◆ **課題内容**:
エントリの先頭の行から始め、「[[[85,13],[0,83],[19,179],[95,249],[210,264],[210,11],[168,0]]]」を含む行で終えて、その間の行を要求の部分も含めてすべて書き直しなさい。その際、解答に含まれる座標の数値だけをすべて110増やし、要求やその書式の例にある数値は変えないこと。
★ ★ ★ ★ ★
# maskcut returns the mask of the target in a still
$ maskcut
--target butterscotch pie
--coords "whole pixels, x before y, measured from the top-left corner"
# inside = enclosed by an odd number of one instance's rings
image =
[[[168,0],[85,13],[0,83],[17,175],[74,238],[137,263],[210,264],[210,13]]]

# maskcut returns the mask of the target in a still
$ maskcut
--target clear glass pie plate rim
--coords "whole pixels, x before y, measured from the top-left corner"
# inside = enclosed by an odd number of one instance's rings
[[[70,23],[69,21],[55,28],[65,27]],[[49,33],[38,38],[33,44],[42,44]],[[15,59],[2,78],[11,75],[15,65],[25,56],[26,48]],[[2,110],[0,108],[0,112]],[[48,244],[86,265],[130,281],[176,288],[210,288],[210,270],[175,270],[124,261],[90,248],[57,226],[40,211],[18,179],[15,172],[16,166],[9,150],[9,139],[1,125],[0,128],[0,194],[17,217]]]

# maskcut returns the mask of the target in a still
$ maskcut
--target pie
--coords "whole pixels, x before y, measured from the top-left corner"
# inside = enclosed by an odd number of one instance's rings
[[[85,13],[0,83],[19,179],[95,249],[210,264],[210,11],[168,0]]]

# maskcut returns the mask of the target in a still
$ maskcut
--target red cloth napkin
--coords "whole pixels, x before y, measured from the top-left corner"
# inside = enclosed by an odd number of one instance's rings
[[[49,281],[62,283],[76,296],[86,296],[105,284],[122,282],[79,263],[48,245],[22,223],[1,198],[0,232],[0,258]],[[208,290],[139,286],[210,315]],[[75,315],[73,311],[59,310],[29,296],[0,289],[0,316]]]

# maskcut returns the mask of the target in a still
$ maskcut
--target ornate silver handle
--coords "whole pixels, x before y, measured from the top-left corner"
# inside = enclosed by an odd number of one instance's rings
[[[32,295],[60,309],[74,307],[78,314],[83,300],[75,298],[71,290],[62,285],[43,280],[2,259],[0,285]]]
★ ★ ★ ★ ★
◆ **演習の解答**:
# maskcut returns the mask of the target in a still
$ maskcut
--target butterscotch pie
--coords "whole pixels, x before y, measured from the top-left corner"
# inside = enclosed by an odd number of one instance's rings
image =
[[[278,110],[195,123],[110,193],[127,285],[184,348],[247,373],[320,374],[320,123]]]

# maskcut returns the mask of the target in a still
$ maskcut
--target clear glass pie plate rim
--coords "whole pixels, x before y, measured from the top-left corner"
# inside = enclosed by an odd number of one instance's rings
[[[180,133],[179,131],[165,138],[175,137]],[[159,143],[148,148],[143,154],[152,154]],[[125,169],[112,188],[121,185],[125,175],[135,166],[136,158]],[[112,220],[110,218],[110,222]],[[158,354],[196,375],[240,391],[286,398],[320,398],[320,380],[285,380],[234,371],[200,358],[167,336],[150,321],[128,289],[125,282],[126,276],[119,260],[119,249],[111,235],[110,238],[110,304],[127,327]]]

# maskcut returns the mask of the target in a still
$ maskcut
--target pie
--coords "whole pixels, x before y, measured from the top-left corner"
# inside = enclosed by an odd number of one instance's rings
[[[195,123],[110,193],[129,289],[205,359],[320,374],[320,121],[278,110]]]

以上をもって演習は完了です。